(Requirement): Rewrite the part of the passage on Roosevelt and American imperialism that opens with the words containing "Imperialists were fond" and closes with "over the world.", putting "appalling" wherever "ghastly" appears.

===== Provided passage =====

During the campaign, it was the vice presidential nominee, Roosevelt who hit the trail to make the case for the McKinley-Roosevelt ticket. Overseas expansion was a core issue, and Roosevelt honestly and chillingly described why he was an imperialist. In one speech, he spoke of being “for expansion and anything else that will tend to benefit the American laborer and manufacturer” by opening up foreign markets for American surplus goods protected by U.S. naval might.

In another, he said that the Republican Party’s large policy was “only imperialistic in the sense that Jefferson’s policy in Louisiana was imperialistic, only military in the sense that Jackson’s policy toward the Seminoles or Custer’s toward the Sioux embodied militarism.” Like many who believed in Anglo-Saxon superiority, Roosevelt saw other races as inferior and, if they were lucky, could be taught civilization by the white man’s “benevolent assimilation.”

Imperialists were fond of throwing the true nature of U.S. foreign policy into the faces of their opponents, noting the westward expansion of the country and its violent annexing of Indian and Mexican land and ruling it without the consent of the original inhabitants. And they were right: What makes crossing an ocean to conquer foreign lands any more ghastly than subduing a large swath of North America that wasn’t U.S. soil? It’s an answer the anti-imperialists as well as even Kinzer, whose anti-imperial sympathies shine through the pages, never adequately answer. The United States was an imperialist nation long before its exploits during the Spanish-American War. The difference at the turn of the 20th century was that America didn’t just want to dominate the Western Hemisphere. Now it wanted dominion over the world.

===== Given information =====

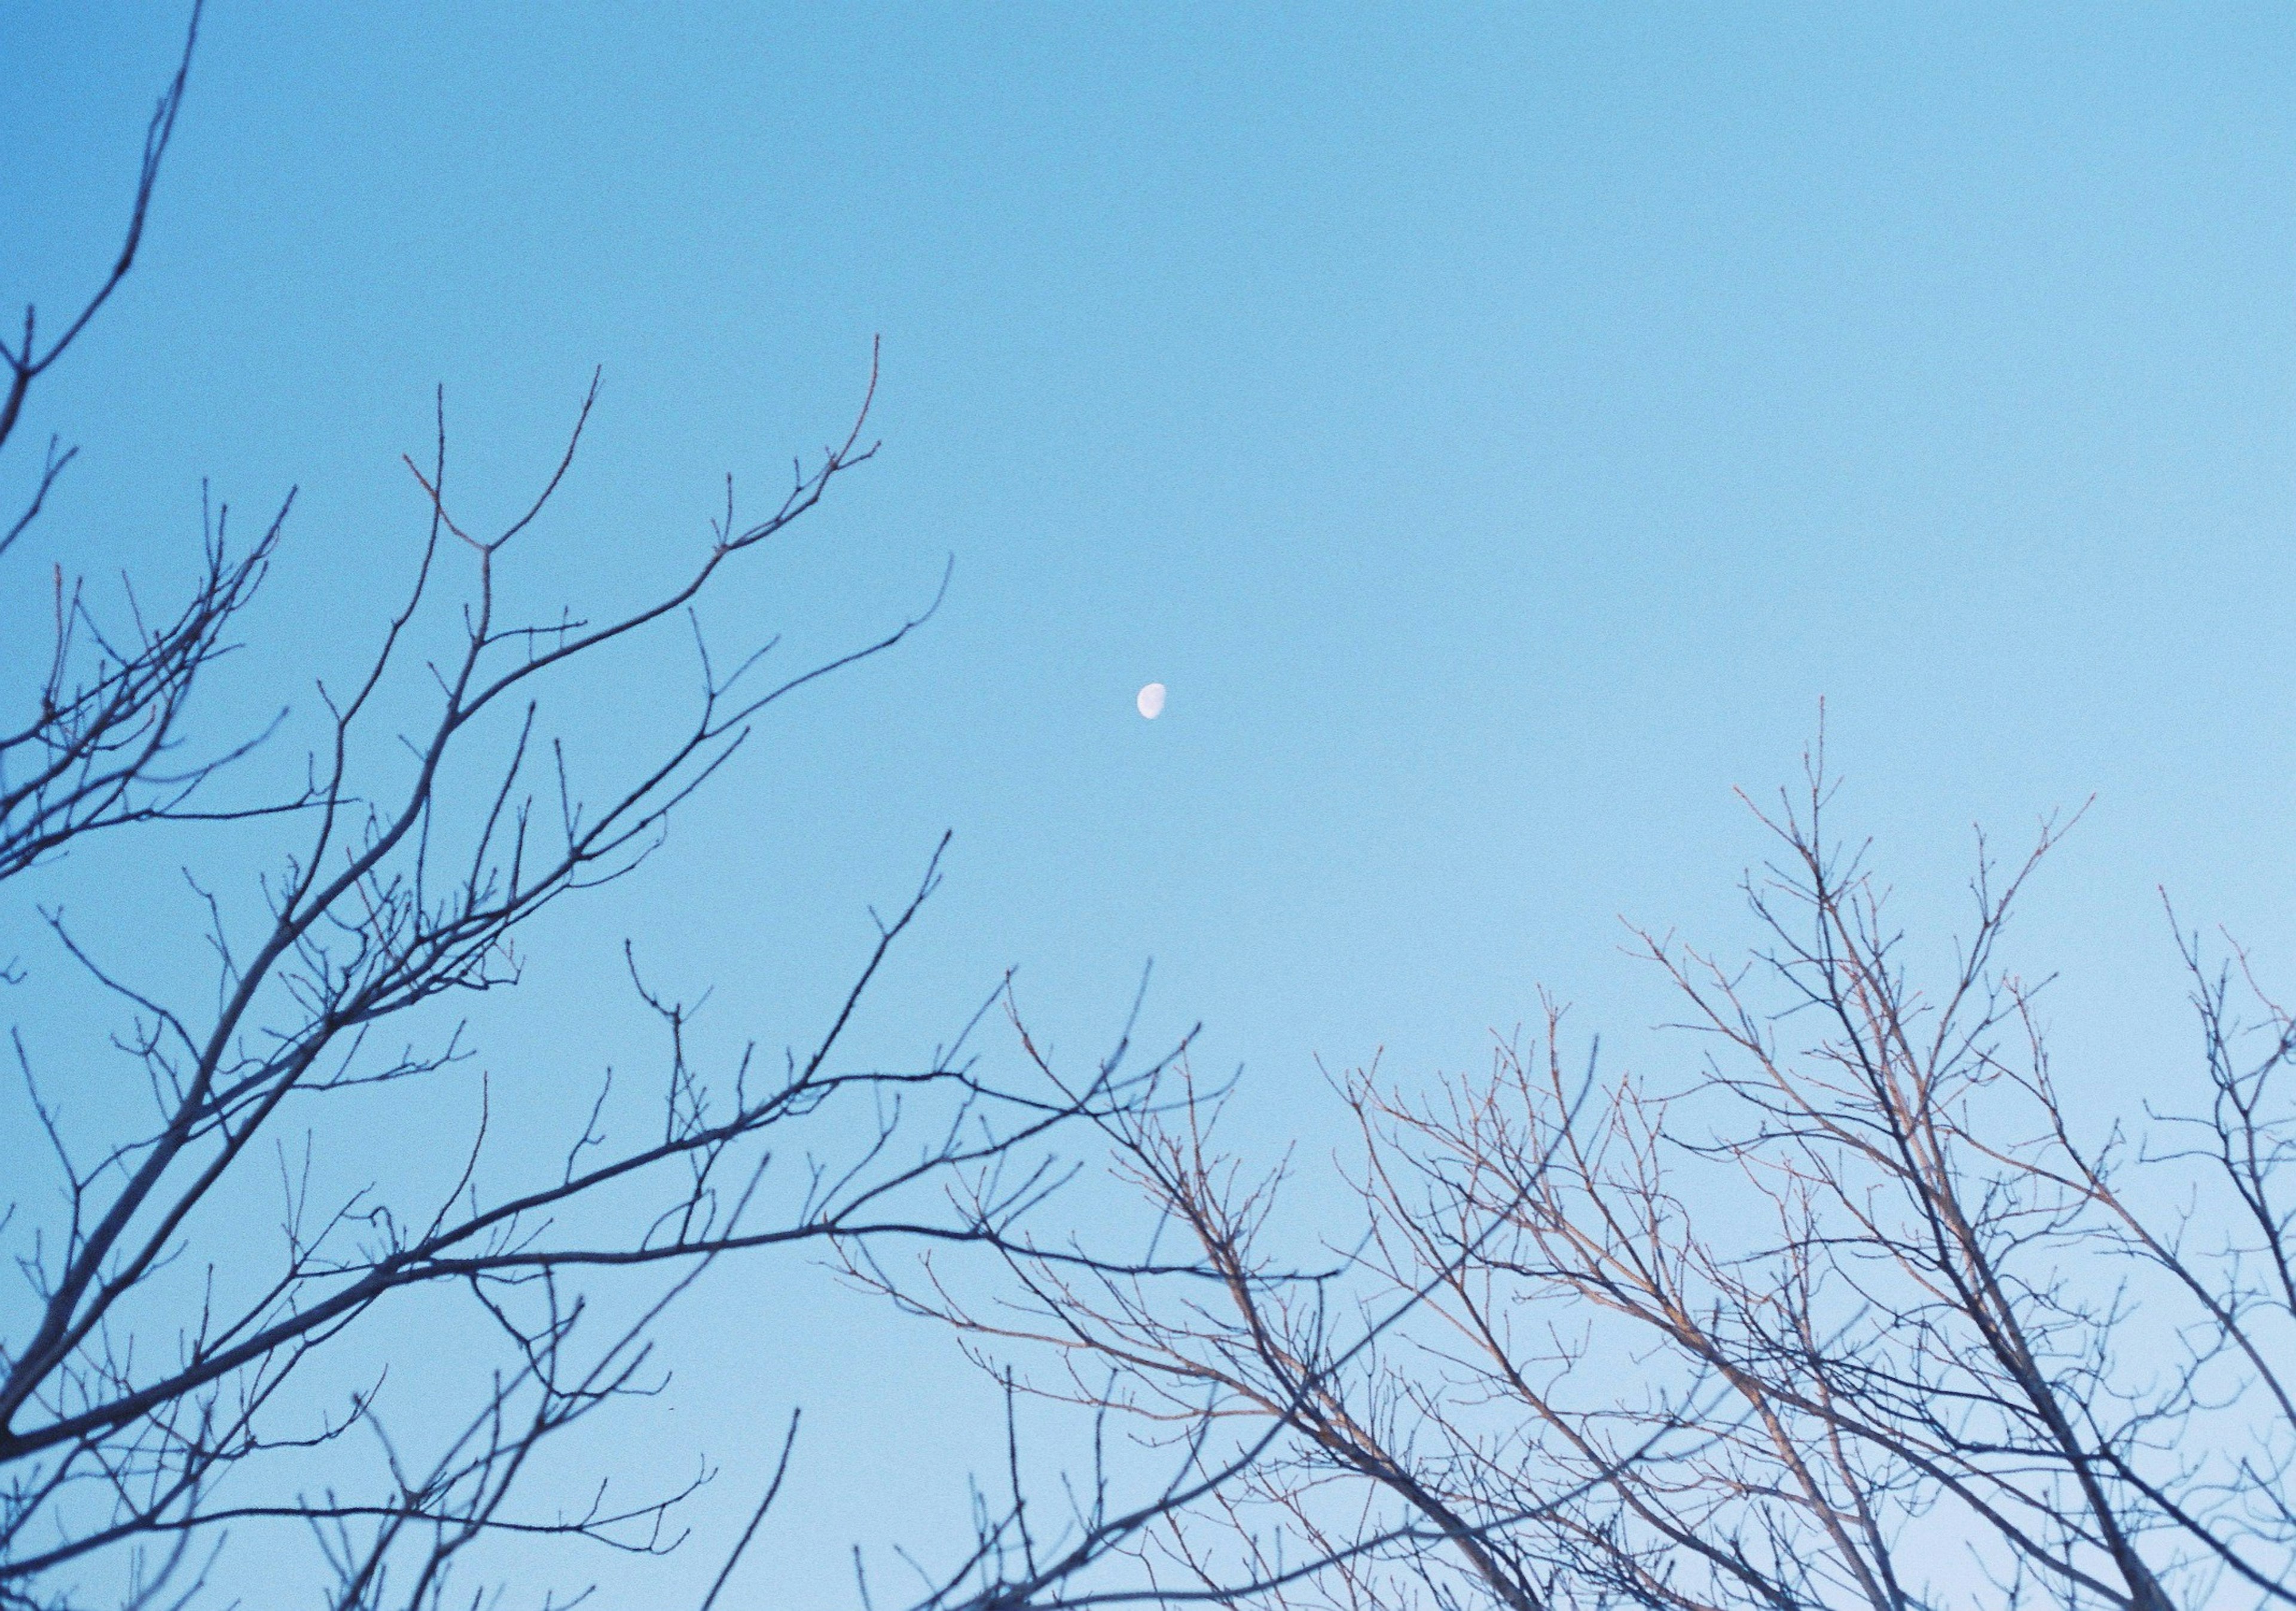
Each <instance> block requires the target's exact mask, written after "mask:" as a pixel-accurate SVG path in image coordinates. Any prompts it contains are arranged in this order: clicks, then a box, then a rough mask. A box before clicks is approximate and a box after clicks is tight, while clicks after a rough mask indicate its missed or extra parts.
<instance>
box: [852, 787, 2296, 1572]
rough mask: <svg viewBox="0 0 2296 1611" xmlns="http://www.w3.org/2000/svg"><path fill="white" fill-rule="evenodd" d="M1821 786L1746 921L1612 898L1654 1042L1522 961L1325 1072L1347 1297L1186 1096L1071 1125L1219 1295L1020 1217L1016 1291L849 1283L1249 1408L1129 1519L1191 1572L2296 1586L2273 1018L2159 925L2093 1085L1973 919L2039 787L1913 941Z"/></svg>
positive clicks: (1156, 1400)
mask: <svg viewBox="0 0 2296 1611" xmlns="http://www.w3.org/2000/svg"><path fill="white" fill-rule="evenodd" d="M1828 803H1830V785H1828V783H1825V778H1823V764H1821V762H1814V764H1812V773H1809V787H1807V789H1805V792H1802V794H1800V796H1798V799H1784V796H1782V803H1779V808H1777V810H1770V812H1761V822H1763V824H1766V828H1768V831H1770V833H1773V835H1775V842H1777V847H1779V854H1777V858H1775V863H1773V865H1768V867H1766V870H1763V872H1761V874H1759V877H1754V879H1750V881H1747V897H1750V902H1752V911H1754V918H1756V920H1759V925H1761V927H1763V932H1766V934H1768V941H1770V943H1768V945H1766V948H1763V950H1761V952H1759V955H1754V957H1752V959H1750V962H1743V964H1727V962H1720V959H1715V957H1708V955H1701V952H1697V950H1690V948H1685V945H1681V943H1676V941H1671V939H1667V936H1658V934H1642V936H1639V939H1642V948H1644V955H1646V957H1649V962H1653V964H1655V966H1658V968H1662V971H1665V975H1667V980H1669V982H1671V987H1674V989H1676V994H1678V998H1681V1001H1683V1003H1685V1005H1688V1028H1690V1030H1694V1033H1697V1035H1701V1037H1706V1040H1708V1044H1711V1053H1708V1056H1706V1058H1704V1065H1701V1072H1697V1074H1694V1076H1688V1079H1671V1081H1653V1079H1644V1076H1621V1079H1605V1081H1600V1083H1589V1081H1591V1065H1589V1072H1575V1069H1577V1065H1575V1060H1573V1058H1568V1056H1566V1051H1564V1044H1561V1040H1564V1035H1561V1028H1564V1026H1561V1014H1559V1012H1557V1010H1552V1007H1550V1010H1548V1021H1545V1033H1543V1037H1541V1040H1536V1042H1531V1044H1504V1046H1499V1049H1497V1056H1495V1060H1492V1067H1490V1072H1486V1074H1479V1076H1465V1079H1449V1081H1440V1083H1437V1085H1435V1088H1417V1090H1414V1088H1410V1085H1405V1083H1403V1081H1396V1079H1389V1076H1380V1074H1378V1072H1366V1074H1357V1076H1350V1079H1343V1081H1336V1092H1339V1097H1341V1099H1343V1102H1345V1104H1348V1108H1350V1111H1352V1118H1355V1127H1357V1134H1359V1138H1362V1150H1359V1152H1357V1166H1355V1168H1352V1173H1348V1177H1345V1186H1348V1193H1350V1196H1352V1200H1357V1203H1359V1207H1362V1242H1348V1244H1336V1246H1334V1248H1332V1251H1334V1255H1336V1264H1339V1269H1343V1271H1345V1274H1348V1278H1350V1281H1348V1283H1345V1290H1348V1292H1352V1299H1350V1301H1348V1303H1352V1308H1348V1306H1345V1303H1343V1301H1341V1297H1339V1292H1341V1287H1334V1285H1332V1283H1329V1281H1320V1283H1311V1285H1302V1283H1300V1281H1295V1278H1281V1276H1279V1274H1274V1269H1272V1260H1270V1251H1267V1248H1270V1246H1274V1235H1272V1230H1270V1216H1272V1212H1274V1184H1277V1177H1279V1170H1272V1173H1261V1175H1254V1173H1249V1170H1244V1168H1242V1163H1240V1161H1238V1159H1235V1157H1233V1154H1226V1152H1224V1150H1219V1147H1217V1145H1212V1143H1210V1134H1208V1129H1205V1122H1203V1111H1201V1108H1192V1111H1187V1113H1185V1115H1180V1118H1173V1115H1120V1118H1118V1120H1116V1122H1114V1124H1111V1131H1114V1134H1116V1136H1118V1150H1120V1154H1123V1157H1125V1161H1127V1168H1130V1173H1132V1180H1134V1184H1137V1186H1139V1189H1141V1193H1143V1196H1146V1198H1148V1203H1150V1205H1153V1207H1155V1209H1157V1214H1159V1216H1162V1219H1164V1223H1166V1230H1169V1232H1185V1235H1187V1239H1189V1242H1194V1246H1196V1248H1199V1251H1201V1258H1203V1260H1205V1262H1210V1264H1212V1267H1217V1269H1219V1271H1224V1276H1226V1283H1224V1287H1221V1290H1219V1292H1217V1297H1212V1294H1208V1292H1205V1287H1201V1285H1189V1287H1185V1290H1173V1287H1171V1285H1169V1283H1159V1281H1155V1278H1137V1276H1118V1274H1109V1271H1079V1269H1072V1267H1068V1269H1063V1267H1054V1264H1049V1262H1042V1260H1029V1258H1024V1255H1019V1258H1015V1271H1017V1276H1019V1278H1022V1290H1024V1297H1022V1299H1017V1301H1013V1299H1003V1301H994V1299H990V1301H980V1299H967V1297H957V1294H955V1292H951V1287H946V1285H941V1287H934V1285H916V1283H914V1281H912V1283H909V1285H905V1287H902V1283H900V1281H889V1283H886V1285H893V1287H902V1294H905V1299H907V1301H909V1303H912V1306H916V1308H921V1310H928V1313H934V1315H939V1317H941V1320H946V1322H951V1324H955V1326H960V1329H962V1331H964V1333H967V1336H969V1338H974V1343H976V1347H978V1349H980V1352H983V1359H985V1361H987V1363H992V1368H996V1370H1008V1368H1013V1361H1019V1363H1022V1365H1029V1363H1031V1361H1033V1375H1029V1377H1026V1382H1029V1386H1031V1388H1033V1391H1038V1393H1047V1395H1065V1398H1072V1400H1079V1402H1109V1404H1116V1407H1118V1409H1120V1411H1123V1414H1130V1416H1132V1418H1137V1421H1139V1423H1141V1425H1143V1427H1148V1430H1150V1432H1153V1430H1155V1427H1185V1430H1187V1437H1192V1439H1201V1437H1203V1434H1201V1430H1199V1427H1201V1425H1203V1416H1205V1414H1210V1416H1212V1418H1235V1421H1238V1423H1240V1425H1249V1427H1261V1432H1258V1437H1265V1439H1267V1446H1265V1453H1261V1455H1258V1457H1256V1462H1254V1464H1251V1469H1249V1471H1244V1473H1242V1476H1240V1478H1238V1480H1231V1482H1226V1485H1221V1487H1219V1489H1215V1492H1212V1496H1210V1499H1212V1503H1199V1505H1194V1508H1192V1510H1187V1512H1178V1515H1166V1517H1159V1522H1157V1528H1153V1535H1150V1538H1143V1540H1139V1544H1137V1549H1134V1556H1137V1561H1139V1565H1141V1570H1143V1572H1150V1570H1157V1572H1162V1574H1164V1577H1171V1574H1173V1572H1180V1574H1187V1577H1192V1579H1194V1588H1196V1593H1203V1595H1210V1597H1215V1600H1226V1602H1240V1600H1249V1597H1263V1600H1270V1602H1281V1604H1345V1606H1375V1604H1378V1606H1387V1604H1476V1602H1481V1604H1499V1606H1511V1609H1515V1611H1531V1609H1538V1606H1653V1609H1655V1606H1662V1609H1669V1611H1692V1609H1708V1606H1713V1609H1724V1606H1727V1609H1736V1606H1766V1609H1770V1611H1786V1609H1802V1606H1812V1609H1816V1606H1828V1609H1832V1606H1874V1609H1876V1611H1913V1609H1915V1606H2002V1604H2011V1606H2016V1604H2048V1606H2082V1609H2089V1606H2099V1609H2101V1606H2115V1609H2128V1611H2167V1609H2172V1606H2239V1604H2252V1606H2285V1604H2296V1508H2291V1492H2296V1489H2291V1462H2296V1262H2291V1255H2296V1203H2291V1196H2289V1193H2291V1168H2289V1161H2291V1154H2296V1104H2291V1102H2289V1085H2287V1081H2289V1069H2287V1065H2289V1056H2291V1049H2296V1019H2291V1017H2289V1014H2287V1012H2285V1010H2282V1007H2278V1005H2275V1003H2273V1001H2271V998H2268V996H2266V994H2264V991H2262V989H2259V987H2257V982H2255V980H2252V978H2250V973H2248V966H2245V959H2243V957H2239V955H2236V952H2234V959H2232V966H2229V968H2225V966H2216V968H2211V966H2209V964H2206V962H2204V952H2202V948H2200V943H2197V941H2195V939H2186V941H2183V955H2186V964H2188V968H2190V978H2193V1001H2195V1007H2197V1014H2200V1049H2202V1074H2200V1079H2197V1081H2193V1083H2190V1085H2188V1090H2190V1092H2195V1095H2193V1097H2188V1099H2186V1104H2183V1108H2179V1106H2177V1104H2174V1099H2170V1097H2167V1088H2165V1085H2163V1088H2156V1090H2158V1092H2161V1102H2163V1108H2161V1111H2154V1108H2147V1111H2144V1113H2142V1115H2128V1120H2126V1122H2112V1120H2105V1118H2096V1115H2094V1106H2089V1104H2080V1106H2076V1104H2071V1102H2069V1099H2066V1097H2064V1092H2062V1088H2060V1083H2057V1079H2055V1076H2053V1069H2050V1063H2048V1053H2046V1042H2043V1033H2041V1017H2039V1010H2037V1003H2034V996H2037V987H2034V984H2027V982H2025V980H2020V978H2018V975H2016V973H2011V971H2007V968H2004V966H2002V962H2000V943H2002V934H2004V925H2007V920H2009V913H2011V904H2014V900H2016V897H2018V893H2020V890H2023V886H2025V879H2027V877H2030V874H2032V870H2034V865H2037V863H2039V861H2041V856H2043V854H2046V851H2048V847H2050V845H2053V842H2055V838H2057V831H2055V828H2043V833H2041V840H2039V845H2037V847H2034V851H2032V856H2027V858H2025V861H2020V863H2016V865H2014V867H2011V870H2009V874H2007V877H2002V872H2000V867H1998V865H1995V863H1993V861H1991V858H1986V856H1984V851H1981V863H1979V872H1977V879H1975V881H1972V918H1970V920H1972V929H1970V934H1968V936H1965V941H1963V943H1961V945H1958V948H1956V950H1954V952H1952V962H1949V964H1947V966H1945V968H1942V971H1940V973H1938V978H1933V980H1926V982H1924V980H1919V978H1917V968H1915V966H1913V964H1910V962H1908V955H1906V939H1903V936H1901V934H1899V932H1896V929H1894V927H1892V923H1890V916H1887V909H1885V902H1883V893H1880V886H1878V884H1876V881H1874V877H1871V874H1869V870H1867V867H1864V863H1862V856H1860V854H1844V851H1841V849H1839V847H1837V845H1832V840H1830V838H1828V828H1825V822H1828V815H1825V812H1828ZM2239 1001H2248V1003H2250V1005H2248V1010H2245V1017H2243V1014H2241V1010H2239ZM2186 1108H2190V1111H2186ZM1322 1184H1327V1186H1329V1184H1332V1182H1322ZM1382 1306H1384V1308H1382ZM1334 1317H1343V1320H1345V1324H1339V1320H1334ZM1366 1320H1371V1324H1366ZM1382 1329H1384V1336H1380V1331H1382ZM1047 1349H1049V1352H1052V1354H1054V1356H1058V1359H1061V1361H1065V1370H1052V1372H1047V1370H1045V1365H1042V1354H1045V1352H1047ZM1111 1382H1114V1386H1111Z"/></svg>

=====

(Task output):
Imperialists were fond of throwing the true nature of U.S. foreign policy into the faces of their opponents, noting the westward expansion of the country and its violent annexing of Indian and Mexican land and ruling it without the consent of the original inhabitants. And they were right: What makes crossing an ocean to conquer foreign lands any more appalling than subduing a large swath of North America that wasn’t U.S. soil? It’s an answer the anti-imperialists as well as even Kinzer, whose anti-imperial sympathies shine through the pages, never adequately answer. The United States was an imperialist nation long before its exploits during the Spanish-American War. The difference at the turn of the 20th century was that America didn’t just want to dominate the Western Hemisphere. Now it wanted dominion over the world.